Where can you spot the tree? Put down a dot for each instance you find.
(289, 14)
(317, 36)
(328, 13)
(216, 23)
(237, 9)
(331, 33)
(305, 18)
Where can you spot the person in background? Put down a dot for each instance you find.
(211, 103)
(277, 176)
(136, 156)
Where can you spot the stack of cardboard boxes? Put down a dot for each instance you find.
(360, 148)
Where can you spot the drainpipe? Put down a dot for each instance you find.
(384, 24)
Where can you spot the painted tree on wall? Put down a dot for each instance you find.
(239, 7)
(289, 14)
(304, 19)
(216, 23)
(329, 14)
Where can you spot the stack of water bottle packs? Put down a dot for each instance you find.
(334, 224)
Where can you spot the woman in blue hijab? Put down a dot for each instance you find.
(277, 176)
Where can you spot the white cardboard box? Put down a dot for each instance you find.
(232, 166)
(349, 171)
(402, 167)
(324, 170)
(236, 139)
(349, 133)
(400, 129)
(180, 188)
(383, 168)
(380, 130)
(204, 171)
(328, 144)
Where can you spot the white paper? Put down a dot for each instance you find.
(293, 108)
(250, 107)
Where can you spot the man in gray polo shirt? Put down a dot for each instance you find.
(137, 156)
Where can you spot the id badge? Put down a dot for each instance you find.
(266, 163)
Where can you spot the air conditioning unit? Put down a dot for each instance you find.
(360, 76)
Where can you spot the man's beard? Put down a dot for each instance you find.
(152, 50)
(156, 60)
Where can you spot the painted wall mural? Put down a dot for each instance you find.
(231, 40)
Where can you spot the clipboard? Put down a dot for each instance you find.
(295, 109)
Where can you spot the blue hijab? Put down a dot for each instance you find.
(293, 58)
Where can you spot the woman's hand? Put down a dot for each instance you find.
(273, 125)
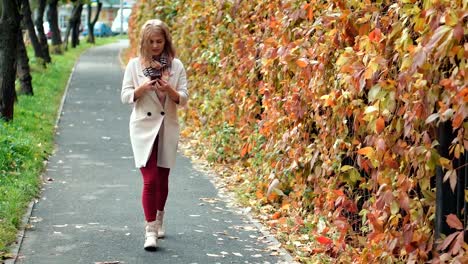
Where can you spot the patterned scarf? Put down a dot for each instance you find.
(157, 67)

---

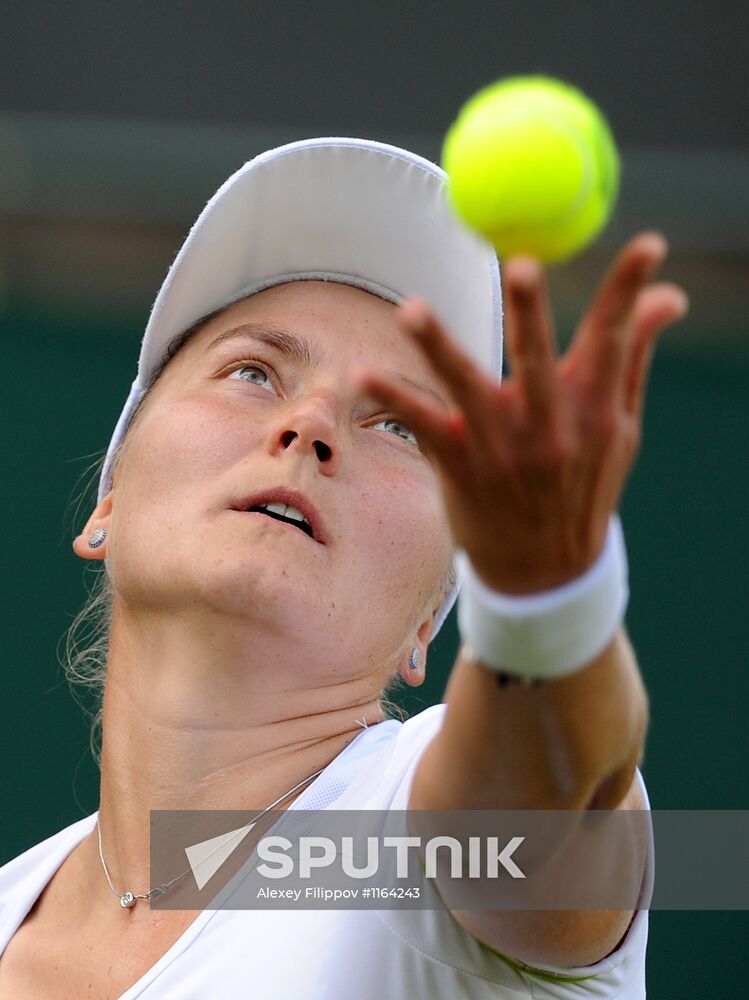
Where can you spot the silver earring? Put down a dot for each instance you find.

* * *

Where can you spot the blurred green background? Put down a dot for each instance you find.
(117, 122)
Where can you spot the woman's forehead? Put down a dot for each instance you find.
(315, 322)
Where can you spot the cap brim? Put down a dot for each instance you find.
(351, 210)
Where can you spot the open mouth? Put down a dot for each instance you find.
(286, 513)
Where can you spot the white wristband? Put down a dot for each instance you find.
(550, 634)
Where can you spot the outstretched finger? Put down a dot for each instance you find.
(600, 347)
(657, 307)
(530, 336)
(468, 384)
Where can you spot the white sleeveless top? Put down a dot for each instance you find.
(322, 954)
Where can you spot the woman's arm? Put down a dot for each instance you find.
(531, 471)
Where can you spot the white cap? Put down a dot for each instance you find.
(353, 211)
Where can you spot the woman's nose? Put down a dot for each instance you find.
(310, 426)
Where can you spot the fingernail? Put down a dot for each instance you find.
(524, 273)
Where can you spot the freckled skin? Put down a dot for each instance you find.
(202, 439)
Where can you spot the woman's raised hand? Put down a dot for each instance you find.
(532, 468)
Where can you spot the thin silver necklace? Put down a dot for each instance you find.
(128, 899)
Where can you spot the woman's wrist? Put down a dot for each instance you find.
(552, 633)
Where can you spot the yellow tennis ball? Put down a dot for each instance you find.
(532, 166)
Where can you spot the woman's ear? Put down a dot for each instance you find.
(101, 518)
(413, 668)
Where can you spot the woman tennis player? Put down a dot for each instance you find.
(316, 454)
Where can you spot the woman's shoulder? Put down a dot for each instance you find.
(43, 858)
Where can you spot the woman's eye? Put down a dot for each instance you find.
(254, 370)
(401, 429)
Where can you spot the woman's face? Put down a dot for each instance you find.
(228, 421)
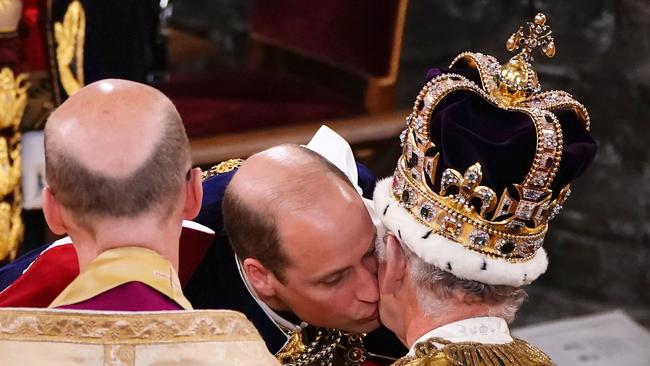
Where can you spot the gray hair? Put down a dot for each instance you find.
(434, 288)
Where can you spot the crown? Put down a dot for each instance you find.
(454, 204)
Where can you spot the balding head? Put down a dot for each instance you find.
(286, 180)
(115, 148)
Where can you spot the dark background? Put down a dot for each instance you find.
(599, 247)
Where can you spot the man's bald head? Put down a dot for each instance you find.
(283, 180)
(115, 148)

◆ What is asked: Count the rows above that contain the word "cardboard". Reply with the number alone.

◆ Answer to this task: 2